[Opening SELECTED EXTRACT section]
This example is focused only on a small piece of the MDP. The MDP, in entirety, describe the probability of all state, reward pairs for each state, action pair. In this example, I'm only showing the state-action pairs from s0 and, in this example, we can only transition to s1 or s2 (when choosing right). In other words, this example is more restricted than the general case. Implicit in this example, is that the probability of transition from s0 to s0 is zero... or the probability to transition from s0 to s-1 is zero when choosing right. Make sense?

@kafaayari 2 жыл бұрын

Ah ok MI. now it's crystal clear. BTW we're lucky to ask you questions and get replies. We may not find this possibility in the future when the channel explodes. :)

@Mutual_Information 2 жыл бұрын

@@kafaayari Aw thanks :) we’ll see what happens. I enjoy answering the Qs and I’m gonna try to keep it up for as long as I can. So far the volume is quite manageable lol

@aryamohan7533 11 ай бұрын

Could you explain the policy improvement? I understand that choosing the action that maximizes the action value function will lead to a better policy but I don't understand why we could not do that in the first iteration after performing policy evaluation? Wouldn't that then be the most optimal policy? What other improvements can we iteratively make to the policy? PS: Thank you for this video series, it has helped me understand a lot!

@Mutual_Information 11 ай бұрын

Let's walk through it. To start, the action-value function is completely flat; all actions in all states have the same value. To do policy improvement from this moment, you must pick actions randomly (or some other arbitrary way to break ties). Now you have a random policy. Then in policy evaluation, we determine the action-values of this random policy. Next, in policy improvement, we can slightly beat it by always picking the max-action value. Ok, why isn't this the optimal strategy immediately? Well b/c it's a policy improvement step (applying the rule of picking the max-value-action) on action values of a crappy policy, the one where we just picked actions randomly! Make sense? It takes time for the action-values to model a good policy, because we start with a bad policy.

@aryamohan7533 11 ай бұрын

@@Mutual_Information This makes a lot more sense now. Thank you so much for taking the time to respond! To everyone else watching, while I have only watched the first 3 parts (will watch the rest soon), I can already tell you that this video series has peaked my interest in RL and I am excited to dive deeper into these topics and look into how I can incorporate this into my research.

@Mutual_Information 11 ай бұрын

Excellent! I hope it helps you

@kiffeeify Жыл бұрын

@ 13:50 for computing the value function. Is this somehow related to Gibbs sampling? Somehow it reminds me of it :)

@mehmeterenbulut6076 Жыл бұрын

Nice explaination. May I ask how did you gain your explanation skills, did you took a course or something? Because you just hit the right buttons with your method, so to speak, to make us understand what you are talking about. I'd love to explain things like you do man, appreciated!
[Closing SELECTED EXTRACT section]
[Opening DATASET RECORDS section]
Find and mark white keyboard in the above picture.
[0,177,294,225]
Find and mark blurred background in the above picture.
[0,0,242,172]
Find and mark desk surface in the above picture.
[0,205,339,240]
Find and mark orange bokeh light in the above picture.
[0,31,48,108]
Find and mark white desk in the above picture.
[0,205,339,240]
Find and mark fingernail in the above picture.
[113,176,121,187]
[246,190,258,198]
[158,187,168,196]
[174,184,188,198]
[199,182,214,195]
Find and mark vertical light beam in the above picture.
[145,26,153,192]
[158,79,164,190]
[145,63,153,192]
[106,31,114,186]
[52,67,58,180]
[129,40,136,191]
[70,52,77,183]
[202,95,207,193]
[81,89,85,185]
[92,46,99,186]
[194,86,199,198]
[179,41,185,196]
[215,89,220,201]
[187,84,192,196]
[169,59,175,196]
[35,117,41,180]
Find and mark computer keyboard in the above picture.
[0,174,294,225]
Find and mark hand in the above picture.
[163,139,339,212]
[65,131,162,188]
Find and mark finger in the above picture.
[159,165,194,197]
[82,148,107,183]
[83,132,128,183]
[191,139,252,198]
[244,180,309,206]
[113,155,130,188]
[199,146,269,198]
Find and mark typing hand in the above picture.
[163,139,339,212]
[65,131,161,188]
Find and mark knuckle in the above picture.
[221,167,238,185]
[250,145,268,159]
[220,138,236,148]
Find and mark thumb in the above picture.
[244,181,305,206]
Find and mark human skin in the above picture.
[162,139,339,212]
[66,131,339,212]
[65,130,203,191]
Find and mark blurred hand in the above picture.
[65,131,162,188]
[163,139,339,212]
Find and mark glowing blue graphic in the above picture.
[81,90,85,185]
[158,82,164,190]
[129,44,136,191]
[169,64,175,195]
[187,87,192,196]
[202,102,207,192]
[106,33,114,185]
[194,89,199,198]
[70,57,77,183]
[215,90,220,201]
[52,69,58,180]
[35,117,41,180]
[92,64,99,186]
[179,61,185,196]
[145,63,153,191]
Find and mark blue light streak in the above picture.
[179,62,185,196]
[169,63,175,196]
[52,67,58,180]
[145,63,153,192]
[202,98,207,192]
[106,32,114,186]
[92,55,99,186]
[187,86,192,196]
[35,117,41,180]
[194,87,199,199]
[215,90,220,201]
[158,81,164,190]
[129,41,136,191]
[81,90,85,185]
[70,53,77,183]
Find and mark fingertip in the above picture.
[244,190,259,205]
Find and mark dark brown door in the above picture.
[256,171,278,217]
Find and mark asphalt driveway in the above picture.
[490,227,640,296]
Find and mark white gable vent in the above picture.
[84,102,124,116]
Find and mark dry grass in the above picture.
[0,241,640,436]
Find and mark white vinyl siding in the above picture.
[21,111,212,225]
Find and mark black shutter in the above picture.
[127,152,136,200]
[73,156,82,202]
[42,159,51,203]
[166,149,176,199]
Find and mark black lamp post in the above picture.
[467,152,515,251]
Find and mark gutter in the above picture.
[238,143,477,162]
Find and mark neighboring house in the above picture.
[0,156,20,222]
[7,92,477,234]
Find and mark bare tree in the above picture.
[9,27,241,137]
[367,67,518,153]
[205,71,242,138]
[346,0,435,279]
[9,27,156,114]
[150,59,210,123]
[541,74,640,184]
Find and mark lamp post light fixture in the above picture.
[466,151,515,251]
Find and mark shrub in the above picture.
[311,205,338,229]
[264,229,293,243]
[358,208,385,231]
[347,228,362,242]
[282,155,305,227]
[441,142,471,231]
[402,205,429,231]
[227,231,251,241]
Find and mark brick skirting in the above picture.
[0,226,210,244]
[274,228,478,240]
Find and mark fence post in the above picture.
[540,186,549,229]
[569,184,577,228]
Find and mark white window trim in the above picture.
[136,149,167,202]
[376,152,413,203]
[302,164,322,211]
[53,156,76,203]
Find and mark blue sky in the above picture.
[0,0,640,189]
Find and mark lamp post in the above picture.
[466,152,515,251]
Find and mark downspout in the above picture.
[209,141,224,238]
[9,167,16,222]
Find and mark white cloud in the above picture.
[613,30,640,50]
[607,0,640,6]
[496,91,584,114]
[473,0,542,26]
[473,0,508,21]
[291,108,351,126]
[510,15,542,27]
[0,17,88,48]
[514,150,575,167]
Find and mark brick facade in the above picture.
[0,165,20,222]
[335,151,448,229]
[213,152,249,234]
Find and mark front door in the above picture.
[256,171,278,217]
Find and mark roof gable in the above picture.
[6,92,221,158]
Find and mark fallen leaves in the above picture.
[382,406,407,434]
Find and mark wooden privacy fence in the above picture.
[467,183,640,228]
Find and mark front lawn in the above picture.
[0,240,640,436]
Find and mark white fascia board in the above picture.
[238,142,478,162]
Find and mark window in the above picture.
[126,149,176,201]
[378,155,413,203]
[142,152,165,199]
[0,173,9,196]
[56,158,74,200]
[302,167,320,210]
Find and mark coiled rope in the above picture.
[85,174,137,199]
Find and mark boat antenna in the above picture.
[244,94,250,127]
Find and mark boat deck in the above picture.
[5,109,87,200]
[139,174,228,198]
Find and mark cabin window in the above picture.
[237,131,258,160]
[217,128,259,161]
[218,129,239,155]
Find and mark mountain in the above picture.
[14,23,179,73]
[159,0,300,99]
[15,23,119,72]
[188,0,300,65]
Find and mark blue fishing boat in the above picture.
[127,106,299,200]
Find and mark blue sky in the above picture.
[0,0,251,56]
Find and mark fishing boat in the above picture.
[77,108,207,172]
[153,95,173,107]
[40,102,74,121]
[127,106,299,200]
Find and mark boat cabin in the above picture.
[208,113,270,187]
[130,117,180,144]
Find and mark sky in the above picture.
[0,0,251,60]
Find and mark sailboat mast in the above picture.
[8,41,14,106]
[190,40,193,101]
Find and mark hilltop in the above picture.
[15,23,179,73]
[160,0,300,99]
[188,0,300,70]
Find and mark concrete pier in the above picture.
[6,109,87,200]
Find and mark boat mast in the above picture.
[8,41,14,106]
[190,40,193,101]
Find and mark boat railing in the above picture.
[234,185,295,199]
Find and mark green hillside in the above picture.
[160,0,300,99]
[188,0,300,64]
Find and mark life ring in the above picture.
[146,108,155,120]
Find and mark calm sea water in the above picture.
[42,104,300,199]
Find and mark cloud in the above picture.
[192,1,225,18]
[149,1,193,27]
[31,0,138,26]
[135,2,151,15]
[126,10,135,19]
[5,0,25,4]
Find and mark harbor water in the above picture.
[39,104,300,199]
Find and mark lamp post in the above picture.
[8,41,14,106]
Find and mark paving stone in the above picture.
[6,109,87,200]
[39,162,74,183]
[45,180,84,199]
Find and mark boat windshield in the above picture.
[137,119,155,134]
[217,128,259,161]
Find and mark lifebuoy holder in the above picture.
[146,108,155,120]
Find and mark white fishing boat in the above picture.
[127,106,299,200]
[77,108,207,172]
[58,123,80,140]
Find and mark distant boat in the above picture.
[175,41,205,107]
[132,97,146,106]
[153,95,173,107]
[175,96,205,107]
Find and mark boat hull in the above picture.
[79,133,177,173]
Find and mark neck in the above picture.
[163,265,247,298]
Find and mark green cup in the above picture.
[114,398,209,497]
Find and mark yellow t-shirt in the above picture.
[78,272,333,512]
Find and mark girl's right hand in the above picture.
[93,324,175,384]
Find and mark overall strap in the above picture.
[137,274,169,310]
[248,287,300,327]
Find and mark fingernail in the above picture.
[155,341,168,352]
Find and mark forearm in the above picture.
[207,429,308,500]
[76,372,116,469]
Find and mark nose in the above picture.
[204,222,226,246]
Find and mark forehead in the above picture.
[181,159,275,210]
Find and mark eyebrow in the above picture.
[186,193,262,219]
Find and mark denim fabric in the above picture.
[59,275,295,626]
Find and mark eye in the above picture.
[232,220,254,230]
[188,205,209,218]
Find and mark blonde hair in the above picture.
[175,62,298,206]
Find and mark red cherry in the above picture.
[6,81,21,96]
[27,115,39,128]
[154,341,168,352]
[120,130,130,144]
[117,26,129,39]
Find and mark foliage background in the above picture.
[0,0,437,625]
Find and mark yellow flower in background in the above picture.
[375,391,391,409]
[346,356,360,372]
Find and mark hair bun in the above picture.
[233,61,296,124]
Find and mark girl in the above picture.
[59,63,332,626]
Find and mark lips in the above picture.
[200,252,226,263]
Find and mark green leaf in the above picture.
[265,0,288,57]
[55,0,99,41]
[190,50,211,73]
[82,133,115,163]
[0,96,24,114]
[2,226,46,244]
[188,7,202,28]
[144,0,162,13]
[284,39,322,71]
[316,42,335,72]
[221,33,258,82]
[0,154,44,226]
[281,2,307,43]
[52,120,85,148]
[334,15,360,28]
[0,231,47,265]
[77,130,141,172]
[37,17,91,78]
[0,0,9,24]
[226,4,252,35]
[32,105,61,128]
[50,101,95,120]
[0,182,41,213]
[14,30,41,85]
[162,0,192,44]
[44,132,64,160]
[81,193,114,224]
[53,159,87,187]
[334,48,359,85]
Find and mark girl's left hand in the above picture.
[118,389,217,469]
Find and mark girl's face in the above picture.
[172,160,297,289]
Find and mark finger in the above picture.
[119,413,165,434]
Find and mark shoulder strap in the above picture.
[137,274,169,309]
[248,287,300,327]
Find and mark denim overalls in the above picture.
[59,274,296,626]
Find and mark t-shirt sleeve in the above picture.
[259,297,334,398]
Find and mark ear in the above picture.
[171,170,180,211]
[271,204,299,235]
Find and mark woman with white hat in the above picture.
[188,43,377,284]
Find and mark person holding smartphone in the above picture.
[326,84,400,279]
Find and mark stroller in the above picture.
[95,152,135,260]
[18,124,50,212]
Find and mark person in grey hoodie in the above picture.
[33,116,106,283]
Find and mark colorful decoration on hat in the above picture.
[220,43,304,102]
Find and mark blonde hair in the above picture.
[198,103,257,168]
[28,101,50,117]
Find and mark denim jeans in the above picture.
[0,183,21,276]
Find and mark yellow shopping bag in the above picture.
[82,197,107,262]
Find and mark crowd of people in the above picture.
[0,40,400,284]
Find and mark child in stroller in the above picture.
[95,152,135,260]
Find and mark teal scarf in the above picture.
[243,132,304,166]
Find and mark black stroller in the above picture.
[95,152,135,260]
[Closing DATASET RECORDS section]
-- REQUIRED ACTION --
Carry on the comment thread about reinforcement learning from the point where it stops. These rows have no connection to the comment thread about reinforcement learning.

-- TASK OUTPUT --
@Mutual_Information Жыл бұрын

Funny you say that, I feel like I have so much more to learn. I explain things poorly all the time! What I'd say is.. starting *writing* ASAP. Write about whatever interests you and write somewhere where people will give you useful feedback. It takes awhile to learn what works and what doesn't. One thing that helped me is to realize I'll be writing/educating forever. So there's no rush. This makes it more enjoyable, which means it's easier to maintain a long term habit. The long term is where quality edu emerges.

@ILoveMattBellamy 6 ай бұрын

Great material thank you so much for posting. May I ask why the action generated on 20:09 for state = 60 is 1 under the uniform V = 0.4? I understand for 80 for example we get a = 20 because 0.4*1 + 0.6*0.4 = 0.64 (which is the updated V at the next step for 80).

@ILoveMattBellamy 6 ай бұрын

At state 60: For a = 1: 0.4*0.4+0.6*0.4 = 0.4 The counterfactual for a = 40: 0.4*1 + 0.6*0= 0.4. I guess we grab the minimum action in case of tie?

@randyrandom760 Ай бұрын

I have a question, does policy (pi) describes a probability distribution or the action itself? Because, I have a hard time understanding the optimal policy and the equation for `a = pi(s)` when the policy is deterministic. Also, how do we perform the policy improvement when the policy is stochastic? do we just reassign the state action value using the bellman equation after a sweep of policy evaluation? Because in the beginning of the grid world problem, you said that we use pi(a|s) = 0.25 and then you change the setting become deterministic by taking the argmax

@Mutual_Information Ай бұрын

If the policy is deterministic, it is a function. You give it a state and it gives you an action. That's all. If it's stochastic, it's a distribution over actions that depends on the state. If you give it a state, it gives back an entire distribution, specifying the probability for each action. Policy improvements for stochastic policies depends on the policy. If it's epsilon greedy, that's like a deterministic policy 'mixed' with a stochastic policy that is always a uniform distribution over the action. In this case, policy improvement doesn't touch the stochastic part - only the deterministic part. To perform policy improvement, you set the deterministic policy to select the highest value action in every state. You can do this, because presumably you just performed policy evaluation. This is the argmax operation: "select the highest value action". Make sense?

@ChocolateMilkCultLeader 2 жыл бұрын

Excellent work my friend.

@Mutual_Information 2 жыл бұрын

Thank you! Cheers!

@attilasarkany6123 Жыл бұрын

sorry, I may miscalculate and being stupid. I got different result at 6.48 (17.4).someone write it down?

@dwi4773 Жыл бұрын

watched it on 0.75, great video!

@dareadegun2460 18 күн бұрын

Hi @mutualInformation, i haved tried to solve for the same answer you got in the V_pi(s) for s^0 = 17.57, but i am not getting the same. even used chatgpt. please can you break it down?

@НиколайНовичков-е1э Жыл бұрын

Great video! Thank you!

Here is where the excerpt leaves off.